(Kutipan Dokumen):
============================================================
Dalam Budaya Populer
- Max Havelaar ISBN 0-14-044516-1 – buku ini telah diangkat menjadi film tahun 1988 dengan judul yang sama, disutradarai oleh Alphonse Marie Rademaker dan melibatkan beberapa artis Indonesia, misalnya Rima Melati. Film ini tidak populer di Indonesia, bahkan sempat dilarang beredar oleh pemerintahan Orde Baru setelah beberapa saat diputar di gedung bioskop.
Indo Yang Jadi Menteri
Seorang Indo yang mengkritik bangsanya dan memunculkan
gagasan pemerintahan sendiri.
MULTATULI
punya seorang cucu, yang kelak meneruskan semangatnya, bernama Ernest Douwes
Dekker –lebih dikenal dengan nama Setiabudi. Persisnya cucu dari Jan, kakak
kandungnya. Nama Setiabudi diabadikan sebagai nama jalan di sejumlah kota
penting di Indonesia.
Setiabudi
bernama asli Ernest François Eugène (EFE) Douwes Dekker. Ia lahir di Pasuruan,
Jawa Timur, 8 Oktober 1879. Ia anak ketiga dari pasangan Auguste Henri Edouard
Douwes Dekker dan Louisa Margaretha Neumann. Auguste Henri seorang broker bursa
efek dan agen bank, sedangkan Louisa Margaretha putri seorang Jerman yang kawin
dengan perempuan Jawa. Oleh orang-orang terdekatnya, ia biasa dipanggil Nes.
============================================================
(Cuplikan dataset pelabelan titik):
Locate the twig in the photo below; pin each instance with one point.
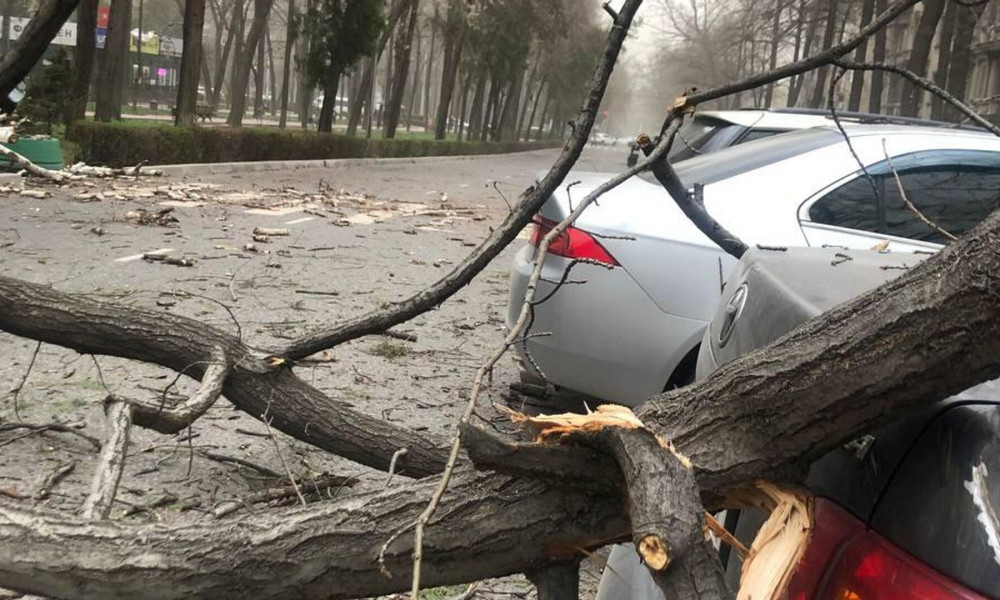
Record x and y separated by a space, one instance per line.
406 337
27 372
398 454
523 212
833 114
906 201
54 477
42 427
277 449
281 493
512 336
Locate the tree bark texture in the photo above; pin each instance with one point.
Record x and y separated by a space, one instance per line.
920 52
244 60
191 60
454 36
17 62
765 415
286 69
83 63
363 97
404 46
114 64
858 77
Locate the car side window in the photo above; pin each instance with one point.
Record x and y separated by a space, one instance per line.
954 197
852 205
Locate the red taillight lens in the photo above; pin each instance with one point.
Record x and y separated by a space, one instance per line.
857 564
873 568
572 243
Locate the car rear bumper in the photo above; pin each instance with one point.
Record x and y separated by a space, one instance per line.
608 338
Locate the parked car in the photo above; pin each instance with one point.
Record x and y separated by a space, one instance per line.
710 131
903 512
602 139
634 328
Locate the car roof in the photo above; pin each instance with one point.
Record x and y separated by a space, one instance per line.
802 118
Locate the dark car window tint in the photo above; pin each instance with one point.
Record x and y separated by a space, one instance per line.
941 504
852 205
956 198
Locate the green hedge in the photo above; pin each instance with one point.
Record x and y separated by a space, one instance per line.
124 144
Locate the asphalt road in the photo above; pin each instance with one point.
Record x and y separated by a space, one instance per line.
358 237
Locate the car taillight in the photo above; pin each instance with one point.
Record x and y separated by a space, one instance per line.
871 567
572 243
854 563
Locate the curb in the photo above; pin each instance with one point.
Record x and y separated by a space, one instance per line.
291 165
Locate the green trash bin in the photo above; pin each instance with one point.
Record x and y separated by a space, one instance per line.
44 152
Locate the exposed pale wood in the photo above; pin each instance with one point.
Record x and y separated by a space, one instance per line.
104 485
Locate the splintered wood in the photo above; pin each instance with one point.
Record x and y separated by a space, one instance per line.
779 544
606 415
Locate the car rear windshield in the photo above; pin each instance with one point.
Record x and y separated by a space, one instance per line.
742 158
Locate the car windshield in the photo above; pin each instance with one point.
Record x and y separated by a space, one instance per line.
742 158
702 135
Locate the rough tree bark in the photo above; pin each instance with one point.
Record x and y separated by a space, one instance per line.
244 60
286 70
858 79
364 93
913 96
83 62
404 46
191 61
454 37
777 409
17 62
114 63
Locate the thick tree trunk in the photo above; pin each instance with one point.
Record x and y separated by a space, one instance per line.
798 81
286 69
961 58
912 98
765 415
860 54
819 90
476 110
114 64
414 85
17 62
878 56
773 53
259 72
401 54
425 107
363 97
83 61
454 37
222 59
944 56
241 74
191 61
329 105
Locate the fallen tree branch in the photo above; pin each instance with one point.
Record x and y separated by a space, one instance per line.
520 216
926 84
178 418
104 485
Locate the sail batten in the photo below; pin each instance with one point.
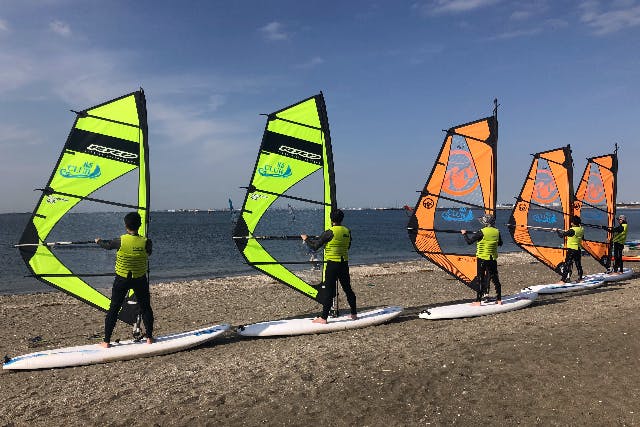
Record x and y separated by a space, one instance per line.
106 142
459 190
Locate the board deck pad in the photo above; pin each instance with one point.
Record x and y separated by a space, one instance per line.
306 326
456 311
611 277
125 350
559 287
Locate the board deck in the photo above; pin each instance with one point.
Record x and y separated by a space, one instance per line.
559 287
612 277
456 311
306 326
125 350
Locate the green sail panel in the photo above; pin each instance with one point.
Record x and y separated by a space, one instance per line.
106 142
295 144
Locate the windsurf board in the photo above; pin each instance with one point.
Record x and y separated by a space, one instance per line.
306 326
125 350
455 311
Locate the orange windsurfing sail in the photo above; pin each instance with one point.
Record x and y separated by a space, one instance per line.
460 189
544 204
596 203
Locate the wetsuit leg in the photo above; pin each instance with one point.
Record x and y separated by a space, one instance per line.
577 258
345 282
617 256
330 278
566 268
493 273
482 277
140 287
118 293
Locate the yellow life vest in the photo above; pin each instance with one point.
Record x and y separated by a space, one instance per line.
621 237
337 249
132 256
487 248
573 242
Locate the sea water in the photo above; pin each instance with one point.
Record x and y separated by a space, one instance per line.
198 245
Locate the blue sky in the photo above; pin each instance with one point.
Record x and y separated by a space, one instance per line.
394 74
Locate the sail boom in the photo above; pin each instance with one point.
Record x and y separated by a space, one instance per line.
285 196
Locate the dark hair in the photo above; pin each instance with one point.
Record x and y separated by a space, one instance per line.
132 221
336 216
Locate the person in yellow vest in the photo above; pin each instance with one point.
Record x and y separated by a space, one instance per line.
488 239
131 268
619 237
337 241
574 236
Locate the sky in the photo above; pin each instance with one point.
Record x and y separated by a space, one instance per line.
394 74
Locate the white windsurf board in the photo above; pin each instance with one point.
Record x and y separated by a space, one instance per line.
125 350
611 277
559 287
306 326
455 311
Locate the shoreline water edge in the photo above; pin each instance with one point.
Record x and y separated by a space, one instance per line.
568 359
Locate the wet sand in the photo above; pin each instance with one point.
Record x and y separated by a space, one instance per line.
569 359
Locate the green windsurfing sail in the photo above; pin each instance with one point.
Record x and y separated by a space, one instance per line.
106 142
296 146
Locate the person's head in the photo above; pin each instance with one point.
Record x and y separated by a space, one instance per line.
336 216
132 221
487 220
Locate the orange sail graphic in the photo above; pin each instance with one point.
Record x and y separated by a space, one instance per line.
545 202
461 188
596 203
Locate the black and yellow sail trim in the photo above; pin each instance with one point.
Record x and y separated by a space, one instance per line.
106 142
296 144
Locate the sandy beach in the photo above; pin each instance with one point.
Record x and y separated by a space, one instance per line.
569 359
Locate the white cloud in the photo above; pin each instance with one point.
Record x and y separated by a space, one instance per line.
546 26
453 6
313 62
274 31
621 15
60 28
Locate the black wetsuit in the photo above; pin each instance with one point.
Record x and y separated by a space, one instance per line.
121 286
487 270
573 256
334 271
617 250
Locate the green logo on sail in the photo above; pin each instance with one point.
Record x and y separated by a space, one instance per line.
86 171
280 170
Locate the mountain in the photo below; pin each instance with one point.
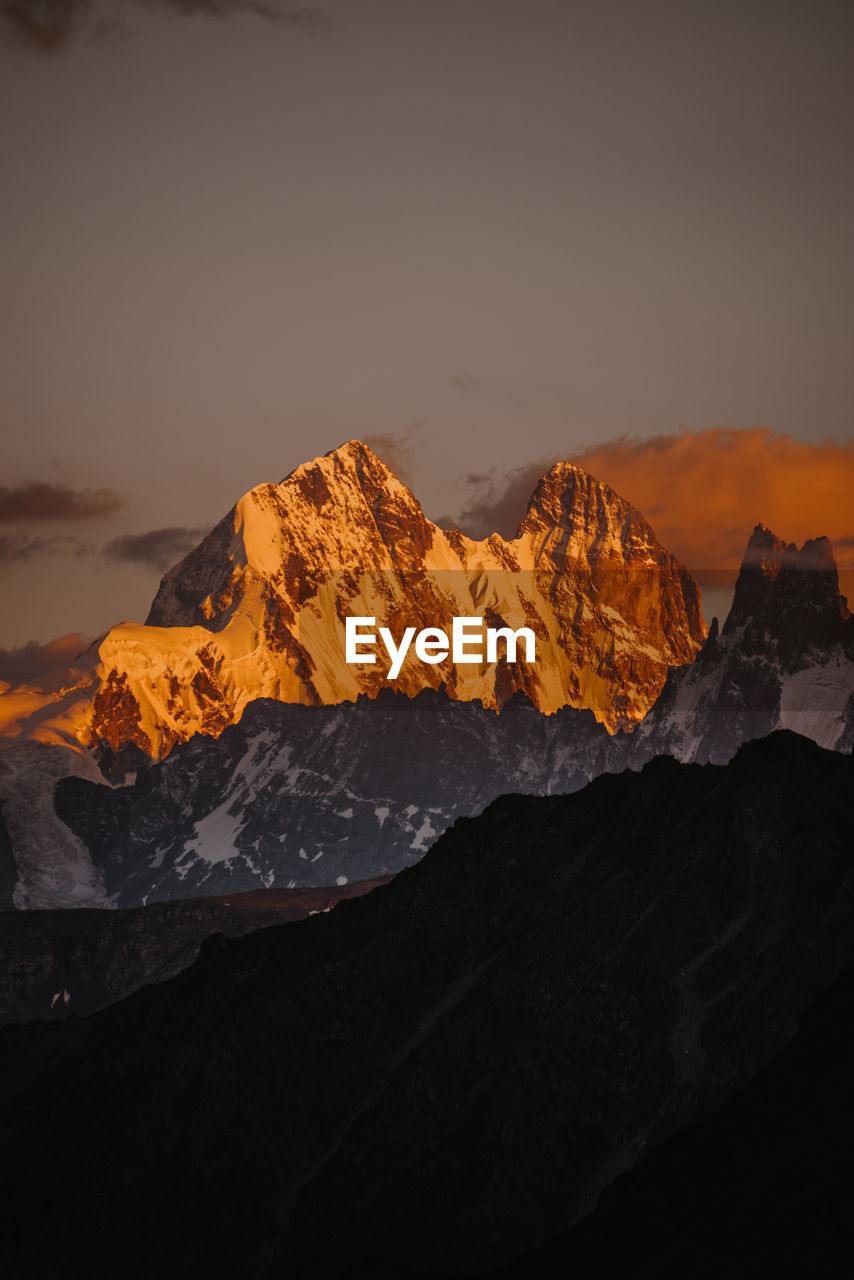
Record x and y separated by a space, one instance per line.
300 795
257 608
443 1074
784 659
762 1187
68 963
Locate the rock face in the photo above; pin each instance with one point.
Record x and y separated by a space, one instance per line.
8 869
54 964
314 795
784 659
447 1072
257 608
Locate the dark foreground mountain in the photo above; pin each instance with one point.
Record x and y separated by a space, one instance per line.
782 659
54 964
320 795
446 1073
762 1188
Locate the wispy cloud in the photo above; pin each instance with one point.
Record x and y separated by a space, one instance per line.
497 499
22 547
466 383
159 548
396 449
48 26
703 492
33 659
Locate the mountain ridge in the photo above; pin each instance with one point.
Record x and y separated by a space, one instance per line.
256 609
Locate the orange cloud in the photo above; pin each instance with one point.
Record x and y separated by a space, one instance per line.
703 492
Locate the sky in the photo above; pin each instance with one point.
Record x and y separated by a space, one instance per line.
479 234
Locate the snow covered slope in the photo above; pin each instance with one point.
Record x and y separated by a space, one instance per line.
784 659
316 795
257 611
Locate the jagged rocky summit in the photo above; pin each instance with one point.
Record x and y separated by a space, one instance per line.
257 608
782 659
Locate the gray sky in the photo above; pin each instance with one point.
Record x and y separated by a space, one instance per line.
231 243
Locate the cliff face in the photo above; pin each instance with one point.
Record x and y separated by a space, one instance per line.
257 609
782 659
315 795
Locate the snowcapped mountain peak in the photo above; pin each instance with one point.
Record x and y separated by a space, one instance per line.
790 594
782 659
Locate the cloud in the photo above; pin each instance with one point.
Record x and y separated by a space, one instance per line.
703 492
21 547
159 548
46 26
41 24
497 499
466 383
396 449
33 659
35 499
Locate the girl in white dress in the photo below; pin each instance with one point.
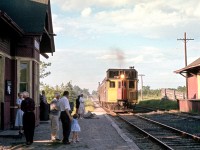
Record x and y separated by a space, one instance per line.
19 113
75 128
81 110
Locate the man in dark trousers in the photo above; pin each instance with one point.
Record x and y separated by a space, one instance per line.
28 107
65 117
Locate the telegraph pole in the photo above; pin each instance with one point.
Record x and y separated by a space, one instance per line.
185 47
141 75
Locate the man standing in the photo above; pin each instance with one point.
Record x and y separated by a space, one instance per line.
81 110
65 117
28 107
54 117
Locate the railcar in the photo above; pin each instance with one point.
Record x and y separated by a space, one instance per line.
119 89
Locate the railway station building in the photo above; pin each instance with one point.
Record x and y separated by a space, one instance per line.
26 34
192 74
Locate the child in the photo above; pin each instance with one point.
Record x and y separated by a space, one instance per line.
75 128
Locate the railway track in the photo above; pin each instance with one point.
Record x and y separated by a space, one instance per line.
167 137
187 123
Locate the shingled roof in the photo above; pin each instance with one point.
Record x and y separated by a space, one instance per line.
============================================================
(Petunjuk Tugas):
Menurut kutipan tentang Setiabudi, di kota mana dan pada tanggal berapa ia lahir? Baris-baris tersebut diambil dari sumber lain.

(Jawaban Tertulis):
Ia lahir di Pasuruan, Jawa Timur, pada 8 Oktober 1879.